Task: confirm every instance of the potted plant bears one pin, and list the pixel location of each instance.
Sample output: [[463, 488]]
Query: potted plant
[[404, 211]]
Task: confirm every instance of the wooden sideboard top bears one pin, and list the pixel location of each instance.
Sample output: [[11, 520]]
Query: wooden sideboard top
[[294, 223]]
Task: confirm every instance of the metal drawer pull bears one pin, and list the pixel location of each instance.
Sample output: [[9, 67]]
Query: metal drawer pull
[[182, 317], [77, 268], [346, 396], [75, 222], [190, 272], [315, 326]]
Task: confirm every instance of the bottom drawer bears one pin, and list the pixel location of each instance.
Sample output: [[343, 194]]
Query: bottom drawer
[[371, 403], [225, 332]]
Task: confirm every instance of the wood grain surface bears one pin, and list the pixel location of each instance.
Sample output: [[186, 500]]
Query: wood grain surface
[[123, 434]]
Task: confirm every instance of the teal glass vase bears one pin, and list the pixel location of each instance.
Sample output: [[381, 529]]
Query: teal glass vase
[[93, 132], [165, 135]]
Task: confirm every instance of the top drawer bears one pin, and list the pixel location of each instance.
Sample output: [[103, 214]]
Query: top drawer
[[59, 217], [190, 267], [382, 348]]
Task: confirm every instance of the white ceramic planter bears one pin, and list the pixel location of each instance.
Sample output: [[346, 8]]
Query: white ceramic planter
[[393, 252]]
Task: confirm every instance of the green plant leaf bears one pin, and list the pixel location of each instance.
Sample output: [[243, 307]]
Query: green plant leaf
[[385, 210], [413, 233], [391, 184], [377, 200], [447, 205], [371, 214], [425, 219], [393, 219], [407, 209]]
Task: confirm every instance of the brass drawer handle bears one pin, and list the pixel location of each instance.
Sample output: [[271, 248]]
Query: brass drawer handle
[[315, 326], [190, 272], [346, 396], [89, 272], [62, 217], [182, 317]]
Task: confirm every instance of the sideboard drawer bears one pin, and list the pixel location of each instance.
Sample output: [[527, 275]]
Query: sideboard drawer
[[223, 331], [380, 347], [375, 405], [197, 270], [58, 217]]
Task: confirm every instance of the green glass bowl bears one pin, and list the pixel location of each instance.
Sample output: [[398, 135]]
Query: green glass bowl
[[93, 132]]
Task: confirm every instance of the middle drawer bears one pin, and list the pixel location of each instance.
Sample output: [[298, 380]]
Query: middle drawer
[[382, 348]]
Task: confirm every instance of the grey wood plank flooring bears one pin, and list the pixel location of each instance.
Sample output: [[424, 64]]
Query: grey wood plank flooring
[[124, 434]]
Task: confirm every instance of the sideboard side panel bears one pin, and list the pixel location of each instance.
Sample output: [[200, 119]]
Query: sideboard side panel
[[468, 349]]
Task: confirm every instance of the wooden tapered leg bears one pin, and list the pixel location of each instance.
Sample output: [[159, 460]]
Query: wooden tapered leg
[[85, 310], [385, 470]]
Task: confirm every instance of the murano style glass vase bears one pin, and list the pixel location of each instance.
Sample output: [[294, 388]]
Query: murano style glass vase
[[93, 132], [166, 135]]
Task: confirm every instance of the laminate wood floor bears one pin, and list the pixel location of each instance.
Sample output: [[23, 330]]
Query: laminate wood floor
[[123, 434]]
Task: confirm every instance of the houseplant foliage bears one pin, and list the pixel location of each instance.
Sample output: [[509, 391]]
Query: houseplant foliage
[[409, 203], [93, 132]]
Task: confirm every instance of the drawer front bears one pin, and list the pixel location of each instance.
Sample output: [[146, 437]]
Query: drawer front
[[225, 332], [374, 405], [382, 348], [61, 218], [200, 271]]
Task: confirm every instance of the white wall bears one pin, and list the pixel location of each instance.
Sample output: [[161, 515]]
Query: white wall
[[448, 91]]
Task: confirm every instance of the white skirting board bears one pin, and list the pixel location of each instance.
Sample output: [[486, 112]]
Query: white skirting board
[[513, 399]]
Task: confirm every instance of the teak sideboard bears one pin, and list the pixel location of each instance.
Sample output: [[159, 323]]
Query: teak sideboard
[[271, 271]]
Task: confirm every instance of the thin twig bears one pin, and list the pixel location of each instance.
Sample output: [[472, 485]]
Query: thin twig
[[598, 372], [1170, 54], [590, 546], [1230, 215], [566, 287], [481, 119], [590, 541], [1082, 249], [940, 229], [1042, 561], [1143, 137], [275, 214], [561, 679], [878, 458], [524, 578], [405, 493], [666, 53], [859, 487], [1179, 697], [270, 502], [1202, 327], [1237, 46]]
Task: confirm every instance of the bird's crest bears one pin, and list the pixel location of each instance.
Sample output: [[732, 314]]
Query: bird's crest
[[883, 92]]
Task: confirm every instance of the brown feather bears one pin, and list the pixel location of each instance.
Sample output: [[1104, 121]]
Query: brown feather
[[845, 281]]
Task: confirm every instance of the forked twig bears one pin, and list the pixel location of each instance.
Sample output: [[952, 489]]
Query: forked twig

**Problem requirements**: Copy all of the rows above word for word, keeping their order and line breaks.

**The response**:
Task: confirm every instance of the potted plant bears one pin, and list the pixel location of each instance.
Sample output: [[463, 488]]
Query: potted plant
[[404, 211]]
Task: confirm every instance of the wooden sideboard top bears one pin, and list the pixel location of each instance.
Sample output: [[11, 520]]
Query: wooden sideboard top
[[294, 223]]
Task: confirm every instance of the metal drawer pull bears one pin, and list the pixel location of each instance.
Sample output: [[9, 67]]
Query: metal drawer pull
[[182, 317], [77, 268], [346, 396], [75, 222], [190, 272], [315, 326]]
Task: confirm every instance of the bottom drawer bears one pin, and list the pixel location of each instance.
Sample output: [[343, 194]]
Query: bottom drawer
[[371, 403], [225, 332]]
Task: confirm every instance of the wood grain surface bears one pin, and list the pixel location of each instance.
Sample output: [[186, 500]]
Query: wood grain surface
[[123, 434]]
Task: confirm every instance of the teal glass vase bears one pin, and list the pixel location of each instance.
Sample output: [[381, 529]]
Query: teal glass vase
[[93, 132], [165, 135]]
Task: confirm every instance of the top drawer bears one pin, and list the pixel location of each instance.
Sample output: [[103, 214]]
Query: top drawer
[[59, 217], [190, 267], [382, 348]]
Task: confirm every instance of the white ceramic planter bears one pin, and list the pixel location of each instance.
Sample output: [[346, 8]]
Query: white ceramic planter
[[393, 252]]
Task: confirm every instance of the green plant leaf bears one pin, and list the pixel location of each instance.
Sample output: [[243, 307]]
Query: green plant leaf
[[385, 210], [413, 233], [391, 184], [377, 200], [447, 205], [371, 214], [425, 219], [393, 219], [407, 209]]
Task: confirm every instance of the brass drawer handle bears one pin, and list the pixel location of each instance.
Sample output: [[271, 248]]
Query: brass drawer handle
[[315, 326], [190, 272], [346, 396], [89, 272], [62, 217], [182, 317]]
Task: confirm every instance of the sideboard drawer bears one pin, and list the pixel location of each instance.
Sample output: [[527, 275]]
Query: sideboard drawer
[[223, 331], [380, 347], [375, 405], [197, 270], [58, 217]]
Task: confirm every instance of the green glass bowl bears one pin, and list the pixel location of each instance.
Sample output: [[398, 135]]
Query: green glass bowl
[[93, 132]]
Task: confirm every instance of the middle drawer bears one pin, and list the pixel location of each instance.
Sample output: [[298, 380]]
Query: middle drawer
[[382, 348]]
Task: confirm every instance of the grey wood plank flooring bears one pin, and list the pixel location of each instance.
Sample output: [[424, 64]]
Query: grey wood plank flooring
[[124, 434]]
Task: confirm every instance of the sideboard side panel bears one pin, and list the pixel location of each instance.
Sample output: [[200, 119]]
Query: sideboard side panel
[[468, 349]]
Task: confirm every instance of the wooden tapered leg bears one pin, and list the pixel location of each instance.
Sample output: [[159, 460]]
Query: wooden tapered leg
[[85, 310], [385, 470]]
Task: confirm every instance of the murano style glass vase bears one pin, and list the pixel location of each instance.
Sample output: [[294, 388]]
Query: murano style glass vase
[[93, 132], [166, 135]]
Task: confirm every instance of the laminate wood floor bears one pin, and list the pixel location of each instance.
Sample output: [[23, 330]]
Query: laminate wood floor
[[123, 434]]
Task: confirm every instance of the houseplant foliage bears one pin, and list the pixel location of each instance.
Sample output: [[509, 391]]
Query: houseplant foliage
[[409, 203], [93, 132]]
Task: confirm every instance of the drawer front bears one pin, and list the pixel location of each instance.
Sample output: [[146, 437]]
Query: drawer front
[[225, 332], [374, 405], [382, 348], [61, 218], [200, 271]]
Task: confirm every instance of the white wall bears one pin, and list the pixel location of each instance.
Sample output: [[161, 515]]
Query: white wall
[[448, 91]]
Task: confirm every instance of the white skirting board bears one pin, and list the pixel location of each instance.
Sample output: [[486, 112]]
Query: white skirting board
[[513, 399]]
Task: confirm every instance of the teak sideboard bears one pin, and list the pixel location of each instance.
Sample output: [[159, 323]]
Query: teak sideboard
[[271, 271]]
Task: confirm every instance of the thin twig bears one pin, and list the pixel location of each instance.
Sample output: [[472, 485]]
Query: thin twig
[[598, 372], [1170, 54], [590, 546], [1230, 215], [566, 287], [481, 119], [590, 541], [1082, 249], [940, 229], [1042, 561], [1143, 137], [275, 214], [561, 679], [878, 458], [524, 578], [405, 493], [666, 53], [859, 487], [1179, 697], [270, 502], [1202, 327], [1237, 46]]
Task: confirm every instance of the bird's crest bears one pin, and list the pixel location of each instance.
Sample output: [[732, 314]]
Query: bird's crest
[[883, 92]]
Task: confirm every instance of the brown feather bears one pin, and list the pixel location of each instance.
Sample output: [[1104, 121]]
Query: brown feather
[[845, 281]]
Task: confirm every instance of the forked twig bears one pin, and list the pixel location of each instance.
Sample output: [[952, 489]]
Query: forked twig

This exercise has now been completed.